* _Data excerpts_:
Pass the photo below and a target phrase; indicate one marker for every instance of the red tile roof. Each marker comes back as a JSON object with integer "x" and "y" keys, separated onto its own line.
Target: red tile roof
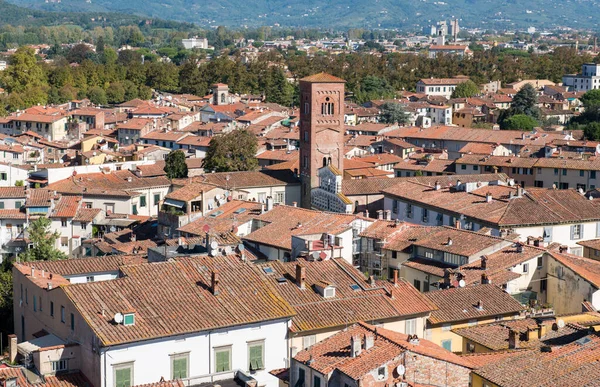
{"x": 334, "y": 352}
{"x": 244, "y": 298}
{"x": 460, "y": 304}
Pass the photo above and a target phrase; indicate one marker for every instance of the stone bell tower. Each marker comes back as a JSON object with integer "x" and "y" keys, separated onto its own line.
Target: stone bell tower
{"x": 321, "y": 129}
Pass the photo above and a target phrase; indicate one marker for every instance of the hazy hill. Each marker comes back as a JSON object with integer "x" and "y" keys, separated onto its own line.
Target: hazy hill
{"x": 347, "y": 13}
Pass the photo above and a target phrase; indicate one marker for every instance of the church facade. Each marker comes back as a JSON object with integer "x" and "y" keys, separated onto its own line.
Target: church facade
{"x": 322, "y": 143}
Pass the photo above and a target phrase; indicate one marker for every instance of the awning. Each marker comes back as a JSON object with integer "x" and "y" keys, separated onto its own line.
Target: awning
{"x": 174, "y": 203}
{"x": 27, "y": 347}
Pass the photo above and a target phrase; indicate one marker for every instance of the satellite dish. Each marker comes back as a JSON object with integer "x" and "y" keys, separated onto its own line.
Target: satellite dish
{"x": 401, "y": 370}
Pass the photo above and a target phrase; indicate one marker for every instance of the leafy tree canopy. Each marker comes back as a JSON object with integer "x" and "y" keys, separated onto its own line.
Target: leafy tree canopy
{"x": 175, "y": 165}
{"x": 392, "y": 113}
{"x": 44, "y": 242}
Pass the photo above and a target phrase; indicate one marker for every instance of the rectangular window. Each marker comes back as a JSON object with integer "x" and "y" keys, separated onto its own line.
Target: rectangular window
{"x": 223, "y": 359}
{"x": 410, "y": 326}
{"x": 576, "y": 231}
{"x": 59, "y": 365}
{"x": 309, "y": 340}
{"x": 447, "y": 345}
{"x": 417, "y": 284}
{"x": 179, "y": 366}
{"x": 123, "y": 375}
{"x": 256, "y": 355}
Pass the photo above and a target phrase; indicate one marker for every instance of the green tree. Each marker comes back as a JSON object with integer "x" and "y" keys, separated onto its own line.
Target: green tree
{"x": 175, "y": 165}
{"x": 520, "y": 122}
{"x": 97, "y": 96}
{"x": 466, "y": 89}
{"x": 24, "y": 72}
{"x": 115, "y": 93}
{"x": 592, "y": 131}
{"x": 391, "y": 113}
{"x": 43, "y": 242}
{"x": 525, "y": 101}
{"x": 234, "y": 151}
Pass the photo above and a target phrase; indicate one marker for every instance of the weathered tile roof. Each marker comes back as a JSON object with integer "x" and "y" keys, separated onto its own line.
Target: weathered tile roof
{"x": 536, "y": 206}
{"x": 367, "y": 303}
{"x": 284, "y": 221}
{"x": 182, "y": 302}
{"x": 334, "y": 352}
{"x": 588, "y": 269}
{"x": 460, "y": 304}
{"x": 575, "y": 364}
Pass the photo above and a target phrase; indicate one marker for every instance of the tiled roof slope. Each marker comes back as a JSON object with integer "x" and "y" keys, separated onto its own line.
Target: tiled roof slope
{"x": 375, "y": 186}
{"x": 335, "y": 353}
{"x": 181, "y": 302}
{"x": 575, "y": 364}
{"x": 348, "y": 306}
{"x": 460, "y": 304}
{"x": 285, "y": 221}
{"x": 536, "y": 206}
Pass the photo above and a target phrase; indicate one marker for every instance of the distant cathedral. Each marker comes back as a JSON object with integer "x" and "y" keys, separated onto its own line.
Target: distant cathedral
{"x": 322, "y": 143}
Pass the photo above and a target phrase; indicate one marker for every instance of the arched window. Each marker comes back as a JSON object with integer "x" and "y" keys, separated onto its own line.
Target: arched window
{"x": 327, "y": 108}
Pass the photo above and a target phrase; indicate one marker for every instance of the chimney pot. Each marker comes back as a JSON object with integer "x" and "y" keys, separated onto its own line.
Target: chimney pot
{"x": 215, "y": 282}
{"x": 300, "y": 276}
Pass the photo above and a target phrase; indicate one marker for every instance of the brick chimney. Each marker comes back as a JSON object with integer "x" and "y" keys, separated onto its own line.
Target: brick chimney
{"x": 12, "y": 348}
{"x": 513, "y": 339}
{"x": 355, "y": 346}
{"x": 300, "y": 276}
{"x": 214, "y": 283}
{"x": 369, "y": 341}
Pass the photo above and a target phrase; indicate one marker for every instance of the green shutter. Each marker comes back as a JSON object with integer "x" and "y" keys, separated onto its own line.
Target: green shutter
{"x": 256, "y": 356}
{"x": 222, "y": 361}
{"x": 123, "y": 377}
{"x": 180, "y": 368}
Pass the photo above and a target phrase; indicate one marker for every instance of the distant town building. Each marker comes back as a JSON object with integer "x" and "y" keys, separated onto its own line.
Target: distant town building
{"x": 195, "y": 42}
{"x": 588, "y": 79}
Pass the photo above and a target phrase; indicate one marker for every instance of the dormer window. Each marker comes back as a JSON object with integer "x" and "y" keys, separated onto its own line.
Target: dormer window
{"x": 327, "y": 108}
{"x": 128, "y": 319}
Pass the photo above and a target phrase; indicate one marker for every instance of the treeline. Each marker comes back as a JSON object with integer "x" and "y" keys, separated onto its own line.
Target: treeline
{"x": 108, "y": 77}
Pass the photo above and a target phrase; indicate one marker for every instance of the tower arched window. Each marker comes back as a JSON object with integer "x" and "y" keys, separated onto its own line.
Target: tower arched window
{"x": 327, "y": 107}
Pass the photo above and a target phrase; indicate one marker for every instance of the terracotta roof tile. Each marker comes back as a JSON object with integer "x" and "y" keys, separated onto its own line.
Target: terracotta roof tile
{"x": 460, "y": 304}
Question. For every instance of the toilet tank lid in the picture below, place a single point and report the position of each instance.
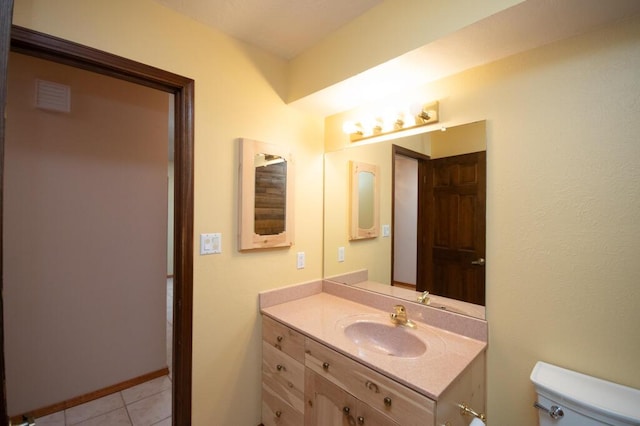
(612, 399)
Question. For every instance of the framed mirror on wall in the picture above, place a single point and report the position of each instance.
(442, 149)
(365, 213)
(265, 196)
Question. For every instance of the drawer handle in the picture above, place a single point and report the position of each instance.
(372, 386)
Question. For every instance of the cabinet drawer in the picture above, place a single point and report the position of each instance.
(283, 338)
(396, 401)
(276, 412)
(283, 375)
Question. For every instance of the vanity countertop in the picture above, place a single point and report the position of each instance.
(319, 316)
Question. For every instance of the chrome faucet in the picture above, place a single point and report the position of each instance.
(399, 317)
(424, 298)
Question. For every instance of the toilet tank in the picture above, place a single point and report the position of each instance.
(583, 400)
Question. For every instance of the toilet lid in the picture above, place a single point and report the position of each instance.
(610, 399)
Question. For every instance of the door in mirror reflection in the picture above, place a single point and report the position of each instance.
(458, 210)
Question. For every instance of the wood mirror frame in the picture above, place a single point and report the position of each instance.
(370, 203)
(279, 186)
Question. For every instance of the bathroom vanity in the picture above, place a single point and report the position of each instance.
(332, 356)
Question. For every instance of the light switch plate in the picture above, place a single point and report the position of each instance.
(211, 243)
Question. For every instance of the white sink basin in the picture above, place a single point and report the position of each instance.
(386, 339)
(376, 334)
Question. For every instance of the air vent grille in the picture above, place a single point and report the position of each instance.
(53, 96)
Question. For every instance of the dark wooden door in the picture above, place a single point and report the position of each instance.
(6, 14)
(458, 211)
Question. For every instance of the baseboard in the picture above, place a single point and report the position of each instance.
(404, 285)
(54, 408)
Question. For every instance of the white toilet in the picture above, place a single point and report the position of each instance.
(567, 398)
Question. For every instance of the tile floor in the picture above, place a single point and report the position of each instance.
(147, 404)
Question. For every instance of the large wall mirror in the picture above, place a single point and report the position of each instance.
(266, 196)
(432, 199)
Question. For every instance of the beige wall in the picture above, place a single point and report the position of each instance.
(563, 208)
(85, 304)
(384, 32)
(237, 94)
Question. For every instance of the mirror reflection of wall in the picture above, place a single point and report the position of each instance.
(270, 194)
(364, 201)
(377, 255)
(265, 196)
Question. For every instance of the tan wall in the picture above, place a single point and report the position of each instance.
(383, 33)
(237, 94)
(563, 208)
(85, 303)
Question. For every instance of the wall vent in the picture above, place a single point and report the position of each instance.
(53, 96)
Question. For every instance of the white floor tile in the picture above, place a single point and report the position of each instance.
(151, 410)
(94, 408)
(117, 417)
(146, 389)
(55, 419)
(165, 422)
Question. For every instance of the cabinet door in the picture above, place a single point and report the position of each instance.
(369, 416)
(328, 405)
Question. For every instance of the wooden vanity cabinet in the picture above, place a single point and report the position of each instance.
(329, 405)
(396, 403)
(282, 375)
(307, 383)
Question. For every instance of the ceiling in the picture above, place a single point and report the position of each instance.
(289, 27)
(283, 27)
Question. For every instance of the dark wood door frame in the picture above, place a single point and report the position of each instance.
(424, 227)
(58, 50)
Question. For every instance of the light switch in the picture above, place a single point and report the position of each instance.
(211, 243)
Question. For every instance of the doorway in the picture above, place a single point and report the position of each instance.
(57, 50)
(439, 224)
(410, 248)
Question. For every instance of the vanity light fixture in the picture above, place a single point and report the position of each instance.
(415, 116)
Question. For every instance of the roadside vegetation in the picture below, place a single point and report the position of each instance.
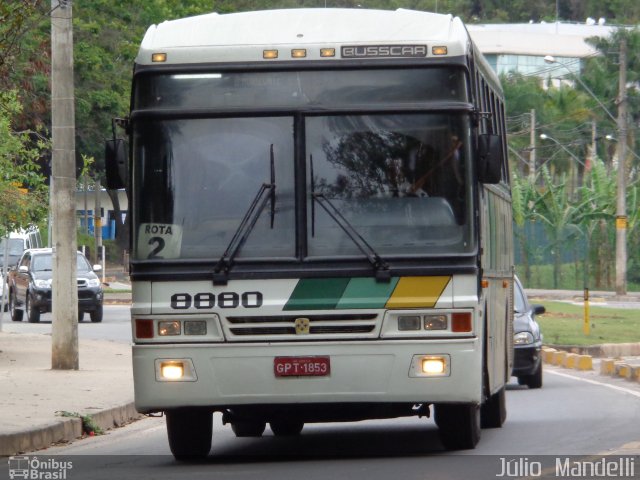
(563, 322)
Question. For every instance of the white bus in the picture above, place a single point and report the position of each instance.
(321, 224)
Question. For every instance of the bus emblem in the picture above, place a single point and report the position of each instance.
(302, 326)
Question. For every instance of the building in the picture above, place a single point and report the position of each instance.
(85, 216)
(522, 48)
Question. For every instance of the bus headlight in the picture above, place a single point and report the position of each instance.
(430, 366)
(172, 371)
(175, 370)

* _WHAT IS BEING ASKED_: Print again the lines of the entries above that fall between the line holding "the green tree." and the line holding "of the brick", inclusive, exactly as they stand.

* _ANSWER SPACE_:
Pass the photo above and a target phrase; indicate one marker for every instance of the green tree. Each marker comes back as a JSON object with integer "x" and "y" keys, separated onto its own line.
Target: green tree
{"x": 175, "y": 165}
{"x": 520, "y": 122}
{"x": 97, "y": 96}
{"x": 466, "y": 89}
{"x": 24, "y": 72}
{"x": 115, "y": 93}
{"x": 592, "y": 131}
{"x": 391, "y": 113}
{"x": 43, "y": 242}
{"x": 525, "y": 101}
{"x": 234, "y": 151}
Pass the photo above and a target phrase; indicate one marker for every instance of the weathered tile roof. Each marker comes back as a JSON object with integer "x" and "y" keys, separated onto its own line.
Target: weathered tile roof
{"x": 536, "y": 206}
{"x": 367, "y": 303}
{"x": 284, "y": 221}
{"x": 182, "y": 302}
{"x": 334, "y": 352}
{"x": 588, "y": 269}
{"x": 460, "y": 304}
{"x": 575, "y": 364}
Pass the photo above and a target phrase; indicate one marker for every instance of the tiled roof slope. Each marker comes back as a JSON object with integer "x" and "y" keys, separated onto its own line.
Target: tiled roof slope
{"x": 375, "y": 186}
{"x": 335, "y": 353}
{"x": 181, "y": 302}
{"x": 575, "y": 364}
{"x": 348, "y": 306}
{"x": 460, "y": 304}
{"x": 285, "y": 221}
{"x": 536, "y": 206}
Pass the photo above and a target phrase; indicate one marker for every instance of the distant cathedral. Each marker comes back as a JSON object with integer "x" and "y" keys, separated onto its own line.
Target: distant cathedral
{"x": 322, "y": 143}
Pass the photo above and a target phrase; indicate one marker for every instance of the arched window. Each marker comes back as a JSON object with integer "x" and "y" keys, separated onto its own line.
Target: arched window
{"x": 327, "y": 108}
Pass the photo above and a target phrase; indicate one marker for every instance of the chimney pot. Each marker comes back as a JSON object with integer "x" and "y" keys, separated onto its own line.
Target: chimney pot
{"x": 215, "y": 282}
{"x": 300, "y": 276}
Pass the photo above and a target phrase; indicate one marker for every instance of the brick chimney. Each marker comes back as a JSON object with integer "x" and "y" keys, separated onto its own line.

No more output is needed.